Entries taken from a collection
####

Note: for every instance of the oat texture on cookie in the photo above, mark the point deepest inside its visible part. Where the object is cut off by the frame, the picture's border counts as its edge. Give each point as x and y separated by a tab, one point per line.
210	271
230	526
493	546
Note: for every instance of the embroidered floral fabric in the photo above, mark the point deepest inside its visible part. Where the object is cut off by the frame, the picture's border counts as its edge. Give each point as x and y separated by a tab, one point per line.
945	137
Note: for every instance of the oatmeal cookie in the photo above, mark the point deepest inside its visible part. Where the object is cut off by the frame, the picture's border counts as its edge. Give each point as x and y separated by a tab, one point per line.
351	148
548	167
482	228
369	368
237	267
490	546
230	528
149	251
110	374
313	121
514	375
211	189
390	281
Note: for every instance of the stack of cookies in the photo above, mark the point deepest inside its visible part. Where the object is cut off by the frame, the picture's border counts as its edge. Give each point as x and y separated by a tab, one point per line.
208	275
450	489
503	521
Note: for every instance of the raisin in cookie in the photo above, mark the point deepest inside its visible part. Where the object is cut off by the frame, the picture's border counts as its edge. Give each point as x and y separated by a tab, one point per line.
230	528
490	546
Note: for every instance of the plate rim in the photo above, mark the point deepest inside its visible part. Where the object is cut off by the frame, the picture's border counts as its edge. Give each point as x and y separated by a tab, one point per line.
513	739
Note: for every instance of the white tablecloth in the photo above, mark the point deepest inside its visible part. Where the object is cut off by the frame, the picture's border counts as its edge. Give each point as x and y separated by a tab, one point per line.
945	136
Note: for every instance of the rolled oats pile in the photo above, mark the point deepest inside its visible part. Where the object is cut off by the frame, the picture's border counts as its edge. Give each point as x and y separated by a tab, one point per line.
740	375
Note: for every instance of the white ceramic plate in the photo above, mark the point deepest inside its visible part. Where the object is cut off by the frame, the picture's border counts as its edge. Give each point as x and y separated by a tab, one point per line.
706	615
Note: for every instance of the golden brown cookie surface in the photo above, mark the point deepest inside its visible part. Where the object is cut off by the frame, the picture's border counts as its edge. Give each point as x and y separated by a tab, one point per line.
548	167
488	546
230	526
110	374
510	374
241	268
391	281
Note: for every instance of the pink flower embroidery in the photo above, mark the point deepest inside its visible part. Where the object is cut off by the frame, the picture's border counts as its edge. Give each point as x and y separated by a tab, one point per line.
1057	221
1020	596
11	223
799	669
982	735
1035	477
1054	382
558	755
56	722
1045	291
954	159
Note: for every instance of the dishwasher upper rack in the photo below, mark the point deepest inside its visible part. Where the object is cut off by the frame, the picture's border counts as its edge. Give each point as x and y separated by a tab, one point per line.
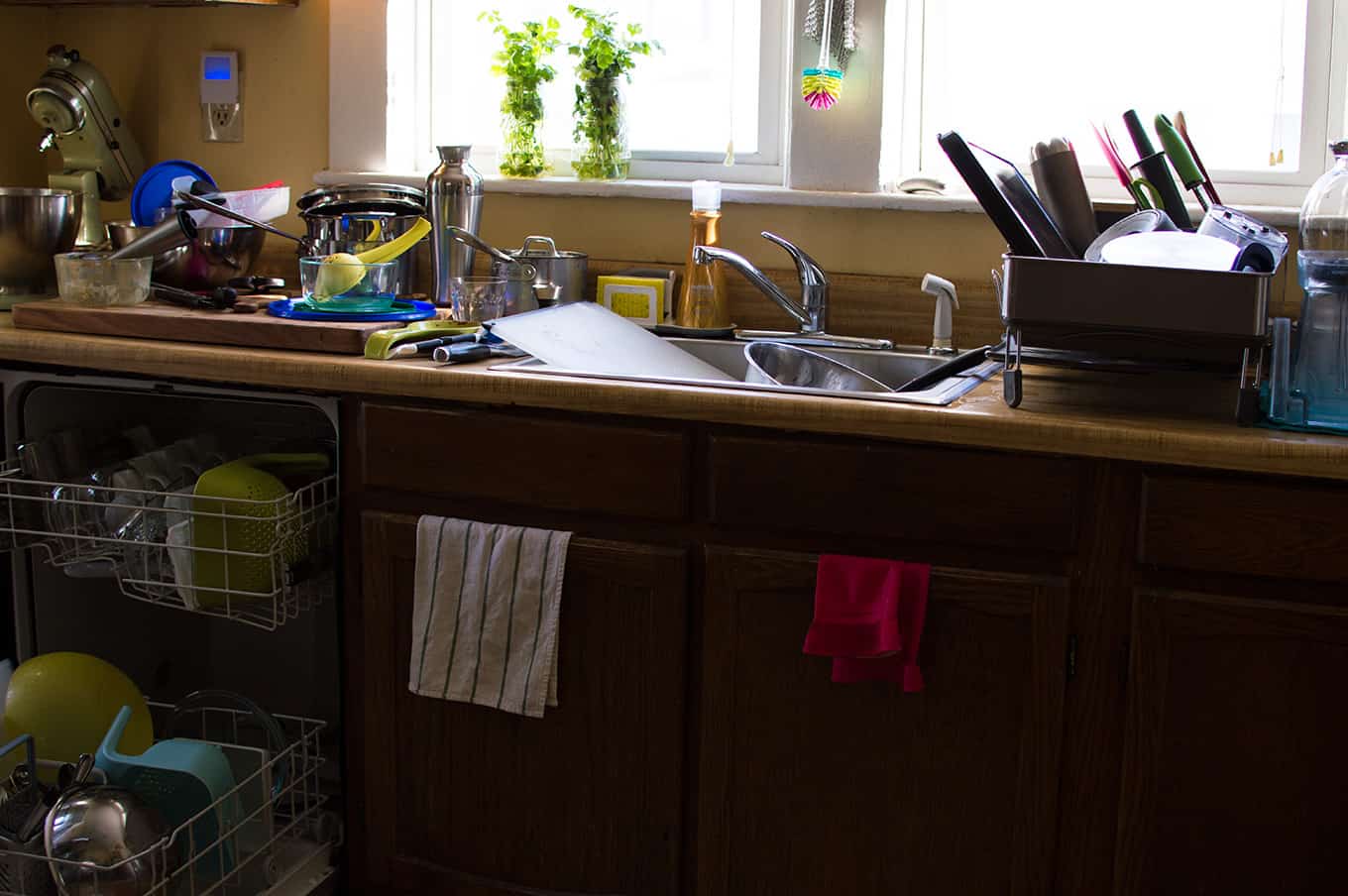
272	824
145	539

####

## Exercise requirements
Excluding the pictures, restate the records above word for word.

## Exercise solution
Note: for every instance of the oat texture on cookie in the photo above, mark the point deepest inside its visible part. Where the object is cut off by the frame, the picture's border counts as its edge. Give each point as x and y separated by a tab, one point per line.
210	271
230	526
493	546
Note: for every instance of the embroidered floral fabric in the photo above, mark the point deepest inside its visible part. Where the object is cut off by the frame, the picture's border counts as its edge. Give each point as x and y separated by a tab, one point per line.
945	137
Note: for every instance of the oatmeal cookie in the photo above, mark the point deepest inside its visible part. Where the object is cut off by the frame, the picture's border counts as its edge. Give each point as x and y separated by a tab, one point per line.
351	148
548	167
482	228
369	368
237	267
490	546
230	528
149	251
110	374
313	121
514	375
211	189
390	281
Note: for every instance of the stack of cookies in the photo above, mark the point deepest inside its visible part. Where the object is cut off by the frame, the picture's border counts as its edge. Give each point as x and y separated by a tab, one point per line.
208	275
450	489
503	521
Note: for every instance of the raisin in cookie in the photo above, mark the point deepest inside its visible part. Where the object is cut off by the frame, the picture's border counts as its edge. Give each point as x and y separated by a tab, one point per line.
230	528
490	546
Note: for every instance of the plate rim in the photo above, mark the point deepest inside its visible part. Where the object is cut off by the frame, the picture's border counts as its edge. Give each point as x and y separated by a tab, one point per line.
513	739
Note: for every instance of the white tablecloth in the photo above, mark the point deepest inside its visible part. Where the object is cut off by the frame, the picture's border counts as its edge. Give each point as x and y separated by a tab, one point per line.
945	136
Note: for every instance of the rolled oats pile in the photo above, mark the point deepest inside its visible part. Where the object is cut off by the frame, the picture's border counts as its edge. Give each point as x and y separated by a tab, one point per line.
740	375
Note: for every instance of the white ceramic plate in the photo above, mark the point deepest inside its visible part. Where the object is cut off by the frame, the picture's border counts as its edge. Give each point as x and y separated by a tab, one point per line.
706	615
Note: for every instance of the golden brown cookie surface in the photo above, mark the point deepest inside its visible part. Where the object is cut off by the frame, the picture's border counts as its edge. Give each point as x and y separated by a tab, one point per line.
548	167
488	546
230	526
110	374
510	374
241	268
391	281
Note: for every instance of the pink flower embroidery in the photo above, mark the point deepest inside its visible part. Where the object is cut off by the frame, the picture's border counts as its edge. Give each point as x and y separated by a tab, one point per line.
1057	221
1020	596
11	223
799	669
982	735
1035	477
1054	382
558	755
56	722
1045	291
954	159
Note: for every instance of the dishwasher upper rack in the photo below, mark the point deepest inside its visible part. Where the object is cut off by the frame, the picture's border counts as its edge. Give each point as x and y separated by a tab, one point per line.
272	824
145	539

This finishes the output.